▽
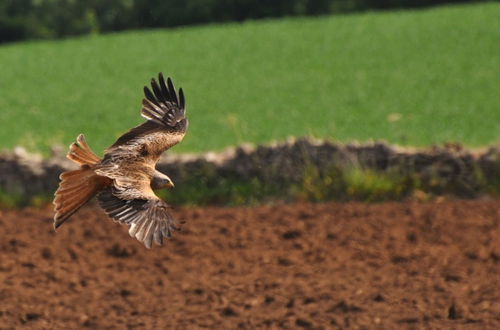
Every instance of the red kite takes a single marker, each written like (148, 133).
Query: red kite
(124, 179)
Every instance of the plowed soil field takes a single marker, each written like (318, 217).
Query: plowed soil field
(433, 265)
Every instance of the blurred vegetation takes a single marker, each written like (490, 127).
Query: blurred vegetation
(411, 78)
(40, 19)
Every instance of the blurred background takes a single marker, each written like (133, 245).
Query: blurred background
(369, 101)
(408, 72)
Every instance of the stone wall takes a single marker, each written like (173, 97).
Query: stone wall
(28, 175)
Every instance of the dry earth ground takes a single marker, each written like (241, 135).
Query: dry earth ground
(432, 265)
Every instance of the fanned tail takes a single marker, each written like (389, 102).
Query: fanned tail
(80, 152)
(75, 189)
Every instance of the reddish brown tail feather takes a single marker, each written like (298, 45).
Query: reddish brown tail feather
(77, 187)
(80, 152)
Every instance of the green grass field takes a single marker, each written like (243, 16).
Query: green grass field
(409, 77)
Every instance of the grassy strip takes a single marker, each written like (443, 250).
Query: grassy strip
(411, 78)
(334, 184)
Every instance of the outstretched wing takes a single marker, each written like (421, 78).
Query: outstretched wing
(148, 216)
(164, 106)
(165, 111)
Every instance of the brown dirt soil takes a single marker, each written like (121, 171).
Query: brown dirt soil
(406, 265)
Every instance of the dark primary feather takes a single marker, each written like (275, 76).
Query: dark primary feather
(163, 105)
(149, 219)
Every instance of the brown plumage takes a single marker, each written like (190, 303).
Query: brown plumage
(124, 179)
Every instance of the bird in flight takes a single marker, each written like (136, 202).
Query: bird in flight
(124, 180)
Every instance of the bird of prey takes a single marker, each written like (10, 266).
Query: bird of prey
(124, 179)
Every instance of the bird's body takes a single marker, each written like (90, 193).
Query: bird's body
(124, 179)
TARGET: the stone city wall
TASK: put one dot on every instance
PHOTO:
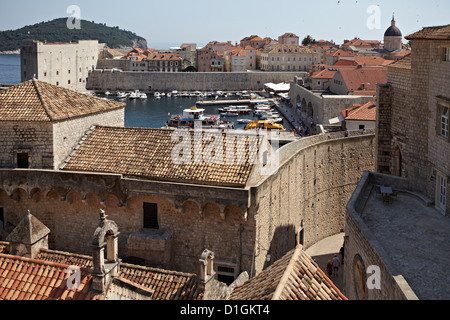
(109, 80)
(309, 192)
(68, 133)
(362, 250)
(322, 106)
(241, 226)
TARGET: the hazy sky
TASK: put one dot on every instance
(168, 23)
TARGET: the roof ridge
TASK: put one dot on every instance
(41, 262)
(78, 146)
(44, 105)
(287, 273)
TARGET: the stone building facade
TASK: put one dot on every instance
(164, 221)
(42, 123)
(288, 57)
(397, 228)
(62, 64)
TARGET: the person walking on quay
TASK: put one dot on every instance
(336, 264)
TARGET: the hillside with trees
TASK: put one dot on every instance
(57, 31)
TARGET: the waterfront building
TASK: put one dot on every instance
(217, 46)
(398, 216)
(164, 62)
(41, 123)
(62, 64)
(208, 60)
(254, 41)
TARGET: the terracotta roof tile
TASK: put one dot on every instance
(365, 112)
(340, 53)
(432, 33)
(294, 277)
(147, 153)
(35, 100)
(40, 286)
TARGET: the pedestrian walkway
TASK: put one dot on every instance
(323, 251)
(292, 116)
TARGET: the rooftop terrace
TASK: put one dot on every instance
(408, 233)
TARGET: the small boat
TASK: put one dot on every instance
(192, 116)
(265, 124)
(229, 114)
(134, 95)
(121, 95)
(244, 120)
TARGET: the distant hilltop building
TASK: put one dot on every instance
(62, 64)
(391, 49)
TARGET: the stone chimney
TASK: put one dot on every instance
(207, 273)
(28, 237)
(105, 237)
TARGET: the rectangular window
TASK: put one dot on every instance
(447, 54)
(2, 218)
(226, 274)
(441, 191)
(151, 216)
(22, 160)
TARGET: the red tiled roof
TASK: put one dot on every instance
(359, 42)
(31, 279)
(373, 61)
(35, 100)
(365, 112)
(432, 33)
(343, 62)
(329, 71)
(294, 277)
(363, 78)
(403, 63)
(166, 284)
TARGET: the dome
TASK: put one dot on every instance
(393, 31)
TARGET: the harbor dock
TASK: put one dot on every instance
(232, 102)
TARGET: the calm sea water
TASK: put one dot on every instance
(147, 113)
(9, 69)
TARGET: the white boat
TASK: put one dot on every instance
(229, 114)
(134, 95)
(244, 120)
(121, 95)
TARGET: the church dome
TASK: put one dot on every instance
(393, 31)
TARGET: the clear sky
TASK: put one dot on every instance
(166, 23)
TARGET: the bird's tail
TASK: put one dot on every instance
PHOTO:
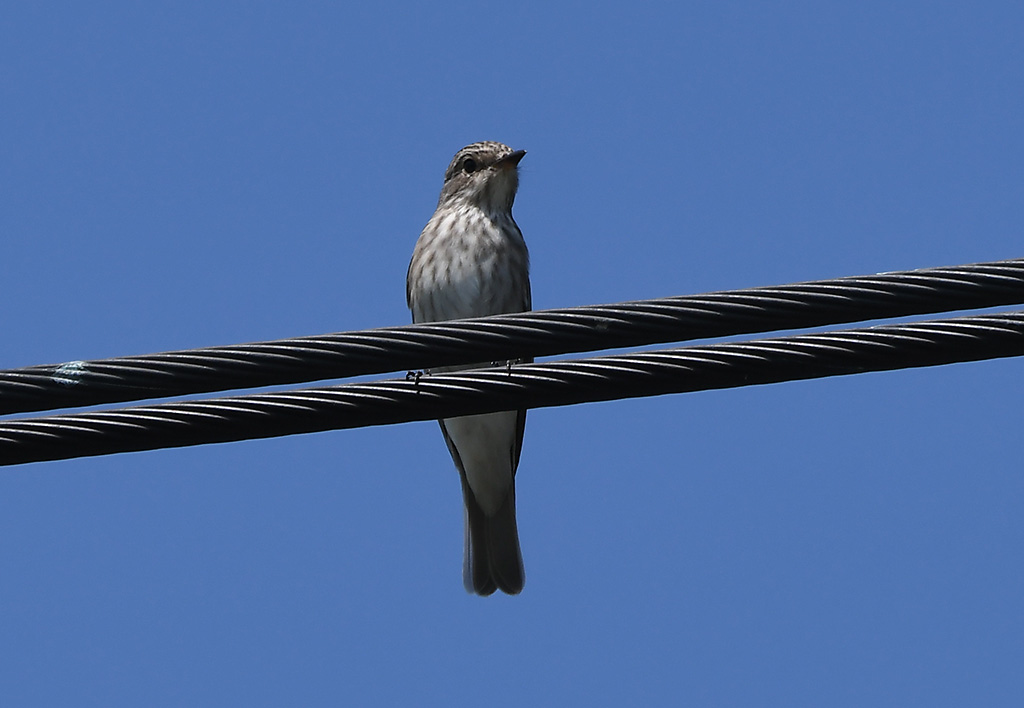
(493, 559)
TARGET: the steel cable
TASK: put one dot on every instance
(528, 385)
(540, 333)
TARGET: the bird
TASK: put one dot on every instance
(471, 260)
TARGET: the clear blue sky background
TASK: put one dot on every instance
(189, 174)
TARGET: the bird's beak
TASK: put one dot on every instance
(511, 160)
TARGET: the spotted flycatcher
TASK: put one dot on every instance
(471, 260)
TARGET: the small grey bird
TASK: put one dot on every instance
(471, 260)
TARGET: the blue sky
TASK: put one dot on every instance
(185, 175)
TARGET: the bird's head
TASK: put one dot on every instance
(483, 174)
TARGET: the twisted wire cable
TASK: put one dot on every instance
(528, 385)
(534, 334)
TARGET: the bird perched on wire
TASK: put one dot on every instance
(471, 260)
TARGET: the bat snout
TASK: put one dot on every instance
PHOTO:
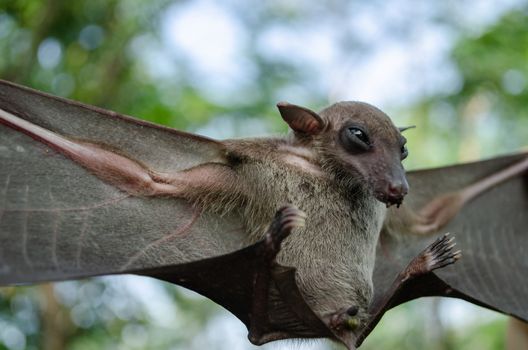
(392, 192)
(396, 190)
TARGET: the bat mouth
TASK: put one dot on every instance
(389, 199)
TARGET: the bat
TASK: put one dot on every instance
(84, 192)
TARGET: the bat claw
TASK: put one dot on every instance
(436, 256)
(286, 219)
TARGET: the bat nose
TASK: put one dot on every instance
(397, 190)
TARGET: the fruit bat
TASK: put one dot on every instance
(302, 236)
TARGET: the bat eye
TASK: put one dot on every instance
(405, 152)
(360, 135)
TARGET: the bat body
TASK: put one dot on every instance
(185, 207)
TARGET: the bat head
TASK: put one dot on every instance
(356, 141)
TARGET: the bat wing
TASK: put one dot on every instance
(491, 231)
(60, 219)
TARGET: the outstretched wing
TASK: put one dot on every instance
(59, 221)
(491, 231)
(69, 208)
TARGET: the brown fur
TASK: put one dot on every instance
(334, 254)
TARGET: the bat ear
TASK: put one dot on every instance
(403, 128)
(302, 120)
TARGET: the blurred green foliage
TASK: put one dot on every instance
(101, 51)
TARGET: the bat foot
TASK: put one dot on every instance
(436, 256)
(286, 219)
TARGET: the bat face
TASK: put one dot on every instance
(362, 141)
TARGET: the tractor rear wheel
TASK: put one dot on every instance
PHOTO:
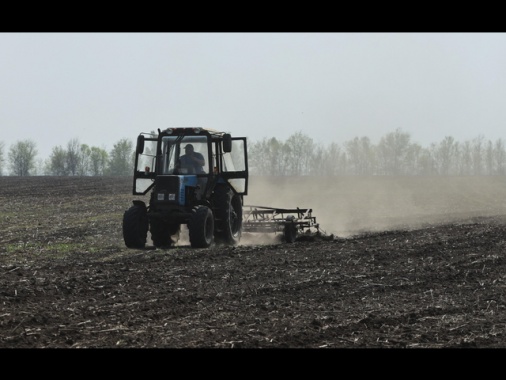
(164, 234)
(289, 231)
(201, 227)
(228, 211)
(135, 226)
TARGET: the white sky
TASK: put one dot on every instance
(102, 87)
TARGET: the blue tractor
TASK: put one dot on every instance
(196, 177)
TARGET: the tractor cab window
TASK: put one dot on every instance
(188, 155)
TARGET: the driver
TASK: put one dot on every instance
(191, 160)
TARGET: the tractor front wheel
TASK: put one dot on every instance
(201, 227)
(135, 226)
(228, 211)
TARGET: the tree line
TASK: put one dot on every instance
(75, 159)
(394, 154)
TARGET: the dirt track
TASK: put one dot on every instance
(413, 263)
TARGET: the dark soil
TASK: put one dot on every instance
(68, 281)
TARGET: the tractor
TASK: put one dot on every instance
(206, 196)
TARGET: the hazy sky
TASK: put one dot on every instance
(102, 87)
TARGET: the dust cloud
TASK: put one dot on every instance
(346, 206)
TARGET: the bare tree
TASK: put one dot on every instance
(22, 157)
(499, 157)
(73, 156)
(392, 152)
(58, 161)
(122, 158)
(298, 151)
(446, 153)
(1, 157)
(98, 161)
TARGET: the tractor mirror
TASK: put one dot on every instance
(227, 143)
(140, 144)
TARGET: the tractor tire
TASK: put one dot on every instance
(159, 234)
(201, 227)
(228, 216)
(135, 226)
(289, 232)
(164, 235)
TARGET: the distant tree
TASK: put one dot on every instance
(121, 158)
(84, 160)
(392, 152)
(22, 157)
(445, 155)
(58, 162)
(298, 151)
(2, 160)
(98, 161)
(466, 159)
(477, 155)
(361, 156)
(499, 157)
(266, 157)
(73, 156)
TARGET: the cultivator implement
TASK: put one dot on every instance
(289, 222)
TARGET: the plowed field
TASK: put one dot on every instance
(403, 263)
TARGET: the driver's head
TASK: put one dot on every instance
(188, 148)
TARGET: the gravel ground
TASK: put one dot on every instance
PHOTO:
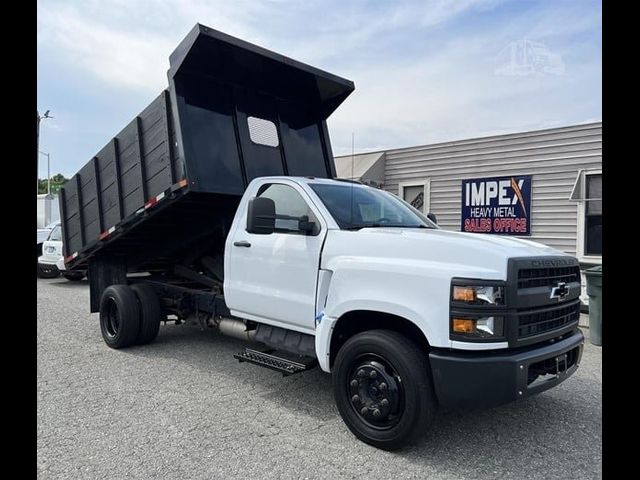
(183, 407)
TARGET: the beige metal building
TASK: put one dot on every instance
(565, 165)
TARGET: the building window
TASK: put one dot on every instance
(416, 194)
(587, 192)
(593, 215)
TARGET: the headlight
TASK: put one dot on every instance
(477, 311)
(478, 326)
(478, 294)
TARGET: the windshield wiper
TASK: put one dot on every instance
(382, 225)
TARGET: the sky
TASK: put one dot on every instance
(425, 71)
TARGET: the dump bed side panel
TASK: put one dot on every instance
(137, 165)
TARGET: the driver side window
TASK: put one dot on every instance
(288, 202)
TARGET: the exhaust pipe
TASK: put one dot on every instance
(236, 328)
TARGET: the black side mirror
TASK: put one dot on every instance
(261, 216)
(304, 225)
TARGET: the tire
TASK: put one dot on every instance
(150, 313)
(47, 271)
(73, 276)
(119, 316)
(410, 403)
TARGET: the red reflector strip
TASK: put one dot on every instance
(150, 203)
(154, 200)
(106, 233)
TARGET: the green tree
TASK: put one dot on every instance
(57, 181)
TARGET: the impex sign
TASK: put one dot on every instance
(500, 205)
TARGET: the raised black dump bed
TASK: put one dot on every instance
(163, 191)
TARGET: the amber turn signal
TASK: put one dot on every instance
(464, 294)
(464, 325)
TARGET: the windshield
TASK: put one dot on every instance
(56, 234)
(355, 206)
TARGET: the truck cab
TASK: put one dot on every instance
(497, 317)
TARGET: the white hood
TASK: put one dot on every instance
(467, 254)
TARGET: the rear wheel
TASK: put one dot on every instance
(119, 316)
(150, 313)
(47, 271)
(383, 388)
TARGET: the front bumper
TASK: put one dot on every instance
(46, 259)
(485, 379)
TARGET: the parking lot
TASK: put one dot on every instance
(183, 407)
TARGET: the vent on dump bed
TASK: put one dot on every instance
(263, 132)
△
TASK DETAILS
Scan the listing above and work out how many of its lines contain the word "cable". Report only that number.

OUTPUT FOR THIS EXERCISE
2